Work request: Your copy of the entries must be exact, and it must not include the pictures.

⟨

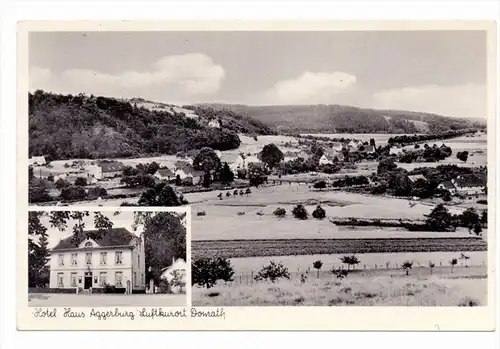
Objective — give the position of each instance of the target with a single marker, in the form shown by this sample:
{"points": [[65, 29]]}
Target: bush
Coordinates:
{"points": [[300, 212], [206, 272], [273, 272], [280, 212], [319, 212]]}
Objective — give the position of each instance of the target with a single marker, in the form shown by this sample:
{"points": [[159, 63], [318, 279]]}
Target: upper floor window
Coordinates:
{"points": [[118, 257], [104, 258]]}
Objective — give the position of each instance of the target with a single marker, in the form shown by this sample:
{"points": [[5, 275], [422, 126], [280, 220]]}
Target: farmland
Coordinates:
{"points": [[464, 287], [294, 247]]}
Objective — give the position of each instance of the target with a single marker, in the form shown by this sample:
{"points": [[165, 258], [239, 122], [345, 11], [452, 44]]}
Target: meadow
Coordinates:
{"points": [[464, 287]]}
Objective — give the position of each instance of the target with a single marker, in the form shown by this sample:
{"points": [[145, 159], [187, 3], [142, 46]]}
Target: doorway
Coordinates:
{"points": [[88, 280]]}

⟩

Solved problem:
Objective — give the position of each instance of the target with a single marker, in the form shown by this sample:
{"points": [[65, 29]]}
Target: bush
Coordinates:
{"points": [[300, 212], [206, 272], [273, 272], [280, 212], [319, 212]]}
Objective — give the position of each instance of the target with a single marker, in the form shown by this sample:
{"points": [[159, 63], [318, 279]]}
Target: upper floor window
Coordinates:
{"points": [[118, 257], [104, 258]]}
Objective — give the position of each instance of the target with a single marker, in the form shown by this sample:
{"points": [[5, 275], [422, 126], [280, 220]]}
Target: farmland
Coordinates:
{"points": [[464, 287], [294, 247]]}
Objective — give the position of each instance of the target with a single marker, in the form shown by this sample:
{"points": [[165, 258], [239, 122], [345, 11], [452, 44]]}
Target: meadow
Coordinates:
{"points": [[464, 287]]}
Objective — give the position of each instance of the target with a single marker, in the form shown by this sample:
{"points": [[145, 159], [187, 3], [142, 46]]}
Target: doorway
Coordinates:
{"points": [[88, 280]]}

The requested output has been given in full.